Selected extract —
──────
Comfortable-Fall1419@reddit
Nest practice is never to pump PII into a model in the first place.
Kulidc@reddit (OP)
I did follow this practice at my best and never include PII in chat to the cloud provider.
However, I noticed the major CLI agents could call the commands and obtained the some names of the customers from development DB (luckily it's a dummy DB) during debugging. I found that during the re-tracing of the model CoT. I guess it's kind of my fault of including the connection setting during the development.
o0genesis0o@reddit
I have a similar mini PC with that chip. I bought with the intention to have eGPU from the get go, so I actually find the model with external oculink, so not random wiring from the SSD slot. Now, just need to save up to buy new GPU for the main rig, so that I can take the GPU out and attach to the mini PC.
──────
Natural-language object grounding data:
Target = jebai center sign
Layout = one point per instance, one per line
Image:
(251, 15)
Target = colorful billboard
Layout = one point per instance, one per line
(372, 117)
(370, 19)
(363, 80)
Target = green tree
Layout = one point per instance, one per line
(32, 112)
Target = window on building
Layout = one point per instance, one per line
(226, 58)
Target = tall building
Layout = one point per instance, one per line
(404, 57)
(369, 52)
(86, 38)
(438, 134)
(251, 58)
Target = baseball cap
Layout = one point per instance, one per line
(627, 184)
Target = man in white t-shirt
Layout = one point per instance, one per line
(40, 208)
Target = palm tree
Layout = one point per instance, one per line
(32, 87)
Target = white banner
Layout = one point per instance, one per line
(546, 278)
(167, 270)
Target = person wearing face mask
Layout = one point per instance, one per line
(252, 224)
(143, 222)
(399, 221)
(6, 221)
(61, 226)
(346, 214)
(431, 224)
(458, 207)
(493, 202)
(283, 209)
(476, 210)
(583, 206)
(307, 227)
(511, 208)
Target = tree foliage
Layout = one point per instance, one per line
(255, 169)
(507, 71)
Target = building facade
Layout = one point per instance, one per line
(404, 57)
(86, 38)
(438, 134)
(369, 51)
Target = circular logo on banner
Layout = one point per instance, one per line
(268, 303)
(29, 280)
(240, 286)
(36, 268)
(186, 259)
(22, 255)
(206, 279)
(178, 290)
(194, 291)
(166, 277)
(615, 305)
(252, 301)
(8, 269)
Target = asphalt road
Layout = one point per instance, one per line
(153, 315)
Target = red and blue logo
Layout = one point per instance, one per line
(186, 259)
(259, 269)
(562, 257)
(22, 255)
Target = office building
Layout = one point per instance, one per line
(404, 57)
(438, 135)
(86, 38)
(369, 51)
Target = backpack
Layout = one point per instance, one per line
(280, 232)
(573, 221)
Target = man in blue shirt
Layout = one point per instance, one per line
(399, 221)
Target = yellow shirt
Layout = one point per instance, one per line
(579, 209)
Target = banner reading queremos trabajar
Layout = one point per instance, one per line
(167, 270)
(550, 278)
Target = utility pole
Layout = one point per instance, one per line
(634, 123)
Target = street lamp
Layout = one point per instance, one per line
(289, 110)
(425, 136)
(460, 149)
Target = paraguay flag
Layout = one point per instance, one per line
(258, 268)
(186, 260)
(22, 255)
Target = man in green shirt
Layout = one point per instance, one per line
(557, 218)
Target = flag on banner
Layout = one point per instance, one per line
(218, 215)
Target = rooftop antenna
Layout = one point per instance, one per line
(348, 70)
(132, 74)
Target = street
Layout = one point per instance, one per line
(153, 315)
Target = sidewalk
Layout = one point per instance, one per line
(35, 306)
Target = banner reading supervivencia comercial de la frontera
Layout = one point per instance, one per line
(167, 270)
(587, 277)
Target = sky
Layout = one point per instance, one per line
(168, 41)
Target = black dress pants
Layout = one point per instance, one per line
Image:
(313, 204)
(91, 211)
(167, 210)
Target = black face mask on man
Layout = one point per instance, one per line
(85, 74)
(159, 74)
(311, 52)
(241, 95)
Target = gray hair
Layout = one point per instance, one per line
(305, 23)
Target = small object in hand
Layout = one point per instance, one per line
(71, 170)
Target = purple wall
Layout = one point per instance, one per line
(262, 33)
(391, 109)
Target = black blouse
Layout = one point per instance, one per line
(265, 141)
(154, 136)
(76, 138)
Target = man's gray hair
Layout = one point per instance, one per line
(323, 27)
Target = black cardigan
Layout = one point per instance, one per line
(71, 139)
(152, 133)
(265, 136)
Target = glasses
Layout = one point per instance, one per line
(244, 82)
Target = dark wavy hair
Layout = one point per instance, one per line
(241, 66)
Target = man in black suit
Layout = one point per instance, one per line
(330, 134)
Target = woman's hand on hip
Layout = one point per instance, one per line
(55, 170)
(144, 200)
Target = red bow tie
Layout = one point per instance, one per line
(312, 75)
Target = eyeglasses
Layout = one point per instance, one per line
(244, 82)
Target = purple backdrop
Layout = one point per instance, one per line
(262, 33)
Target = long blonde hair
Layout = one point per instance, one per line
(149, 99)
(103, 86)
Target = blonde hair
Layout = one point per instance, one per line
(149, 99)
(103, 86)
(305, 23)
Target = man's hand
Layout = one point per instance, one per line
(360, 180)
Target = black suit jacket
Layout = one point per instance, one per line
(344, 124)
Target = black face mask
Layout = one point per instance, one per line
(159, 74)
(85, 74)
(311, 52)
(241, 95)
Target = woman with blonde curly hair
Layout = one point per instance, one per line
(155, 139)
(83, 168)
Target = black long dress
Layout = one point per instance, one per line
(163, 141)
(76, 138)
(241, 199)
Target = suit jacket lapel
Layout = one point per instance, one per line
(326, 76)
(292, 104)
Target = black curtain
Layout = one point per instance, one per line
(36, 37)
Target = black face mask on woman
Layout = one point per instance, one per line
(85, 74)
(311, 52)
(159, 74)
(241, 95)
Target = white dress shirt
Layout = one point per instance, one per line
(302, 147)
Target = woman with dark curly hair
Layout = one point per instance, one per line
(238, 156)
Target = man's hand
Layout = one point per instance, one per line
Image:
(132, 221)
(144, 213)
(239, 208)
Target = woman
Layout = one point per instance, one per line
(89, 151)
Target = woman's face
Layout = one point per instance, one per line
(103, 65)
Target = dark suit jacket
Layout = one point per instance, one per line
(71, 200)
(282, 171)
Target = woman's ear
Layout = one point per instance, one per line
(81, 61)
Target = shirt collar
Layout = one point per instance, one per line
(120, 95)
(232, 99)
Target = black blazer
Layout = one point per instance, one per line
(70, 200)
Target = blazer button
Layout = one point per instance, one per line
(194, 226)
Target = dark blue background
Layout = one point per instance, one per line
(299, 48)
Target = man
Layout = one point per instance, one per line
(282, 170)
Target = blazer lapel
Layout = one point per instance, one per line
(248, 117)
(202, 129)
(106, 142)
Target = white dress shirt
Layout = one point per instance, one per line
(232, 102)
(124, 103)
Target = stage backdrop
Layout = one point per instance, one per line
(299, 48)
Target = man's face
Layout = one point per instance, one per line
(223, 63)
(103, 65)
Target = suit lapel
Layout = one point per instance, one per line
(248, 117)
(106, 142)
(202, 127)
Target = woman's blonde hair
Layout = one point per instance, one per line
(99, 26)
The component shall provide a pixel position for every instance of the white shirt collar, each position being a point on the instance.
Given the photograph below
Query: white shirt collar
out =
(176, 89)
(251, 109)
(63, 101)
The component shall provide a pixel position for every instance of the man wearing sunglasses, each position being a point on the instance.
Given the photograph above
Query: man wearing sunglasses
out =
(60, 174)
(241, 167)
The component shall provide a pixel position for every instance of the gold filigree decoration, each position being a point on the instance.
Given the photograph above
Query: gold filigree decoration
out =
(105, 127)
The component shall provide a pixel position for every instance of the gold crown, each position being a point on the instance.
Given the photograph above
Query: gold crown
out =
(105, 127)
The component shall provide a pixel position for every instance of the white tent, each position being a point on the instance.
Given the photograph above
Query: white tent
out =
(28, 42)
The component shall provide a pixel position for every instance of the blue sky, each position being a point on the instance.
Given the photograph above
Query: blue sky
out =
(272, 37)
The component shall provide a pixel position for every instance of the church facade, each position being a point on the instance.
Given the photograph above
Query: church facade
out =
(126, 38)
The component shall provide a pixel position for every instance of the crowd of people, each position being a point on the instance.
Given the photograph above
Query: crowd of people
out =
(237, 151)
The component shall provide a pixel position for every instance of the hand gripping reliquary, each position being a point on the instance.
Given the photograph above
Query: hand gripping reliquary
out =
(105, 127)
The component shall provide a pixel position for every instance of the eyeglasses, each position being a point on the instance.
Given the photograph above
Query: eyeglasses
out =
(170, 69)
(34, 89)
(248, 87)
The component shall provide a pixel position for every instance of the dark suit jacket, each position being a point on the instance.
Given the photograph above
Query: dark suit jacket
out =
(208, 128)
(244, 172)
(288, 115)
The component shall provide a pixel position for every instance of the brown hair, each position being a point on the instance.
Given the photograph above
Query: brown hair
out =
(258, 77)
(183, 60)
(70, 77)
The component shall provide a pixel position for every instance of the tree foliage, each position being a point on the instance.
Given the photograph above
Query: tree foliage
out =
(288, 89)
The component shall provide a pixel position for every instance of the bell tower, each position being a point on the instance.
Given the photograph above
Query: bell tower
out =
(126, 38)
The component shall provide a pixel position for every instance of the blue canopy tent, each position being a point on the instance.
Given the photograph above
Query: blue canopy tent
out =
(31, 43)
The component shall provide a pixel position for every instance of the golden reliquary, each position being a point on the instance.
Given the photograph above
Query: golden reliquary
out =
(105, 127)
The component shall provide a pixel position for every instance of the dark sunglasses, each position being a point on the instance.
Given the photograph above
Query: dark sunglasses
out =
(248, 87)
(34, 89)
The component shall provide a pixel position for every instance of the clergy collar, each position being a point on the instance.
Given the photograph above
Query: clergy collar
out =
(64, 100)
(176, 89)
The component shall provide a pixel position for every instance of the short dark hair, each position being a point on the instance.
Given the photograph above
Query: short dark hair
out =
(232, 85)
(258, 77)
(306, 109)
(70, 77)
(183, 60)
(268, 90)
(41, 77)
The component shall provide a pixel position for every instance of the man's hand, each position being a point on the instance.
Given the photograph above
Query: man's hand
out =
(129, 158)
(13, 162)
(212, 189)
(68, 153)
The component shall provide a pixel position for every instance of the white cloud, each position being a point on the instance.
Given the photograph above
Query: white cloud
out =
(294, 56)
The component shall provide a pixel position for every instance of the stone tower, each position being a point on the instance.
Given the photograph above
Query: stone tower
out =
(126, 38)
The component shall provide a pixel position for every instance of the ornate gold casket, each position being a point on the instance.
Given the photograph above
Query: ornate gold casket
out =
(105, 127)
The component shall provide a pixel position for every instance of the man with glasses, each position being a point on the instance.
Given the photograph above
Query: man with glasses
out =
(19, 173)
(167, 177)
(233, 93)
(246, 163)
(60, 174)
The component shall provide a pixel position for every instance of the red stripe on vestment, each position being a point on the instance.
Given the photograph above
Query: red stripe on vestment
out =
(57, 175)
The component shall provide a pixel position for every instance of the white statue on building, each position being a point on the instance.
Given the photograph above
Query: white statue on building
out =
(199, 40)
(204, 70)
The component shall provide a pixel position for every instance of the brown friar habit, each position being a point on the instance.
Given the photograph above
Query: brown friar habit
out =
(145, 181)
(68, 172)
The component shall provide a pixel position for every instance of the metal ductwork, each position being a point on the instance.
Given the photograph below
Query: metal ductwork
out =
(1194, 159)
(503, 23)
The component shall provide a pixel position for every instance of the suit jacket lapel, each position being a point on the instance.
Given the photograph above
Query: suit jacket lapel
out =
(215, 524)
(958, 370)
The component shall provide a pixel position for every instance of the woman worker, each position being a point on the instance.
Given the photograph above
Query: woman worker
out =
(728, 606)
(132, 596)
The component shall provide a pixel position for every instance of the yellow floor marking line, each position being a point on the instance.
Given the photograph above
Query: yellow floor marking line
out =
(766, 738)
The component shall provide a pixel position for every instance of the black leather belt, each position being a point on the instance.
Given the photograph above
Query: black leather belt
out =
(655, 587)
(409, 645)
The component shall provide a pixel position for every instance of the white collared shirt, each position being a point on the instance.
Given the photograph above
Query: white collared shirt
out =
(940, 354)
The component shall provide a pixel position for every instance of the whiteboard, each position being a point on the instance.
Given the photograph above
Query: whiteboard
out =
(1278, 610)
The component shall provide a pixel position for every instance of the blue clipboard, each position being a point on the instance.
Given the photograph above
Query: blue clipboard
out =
──────
The problem —
Reproduce the forum thread starting at "However, I noticed" and ending at "the mini PC.", replacing "mini PC" with "small desktop" wherever it occurs.

Response area —
However, I noticed the major CLI agents could call the commands and obtained the some names of the customers from development DB (luckily it's a dummy DB) during debugging. I found that during the re-tracing of the model CoT. I guess it's kind of my fault of including the connection setting during the development.
o0genesis0o@reddit
I have a similar small desktop with that chip. I bought with the intention to have eGPU from the get go, so I actually find the model with external oculink, so not random wiring from the SSD slot. Now, just need to save up to buy new GPU for the main rig, so that I can take the GPU out and attach to the small desktop.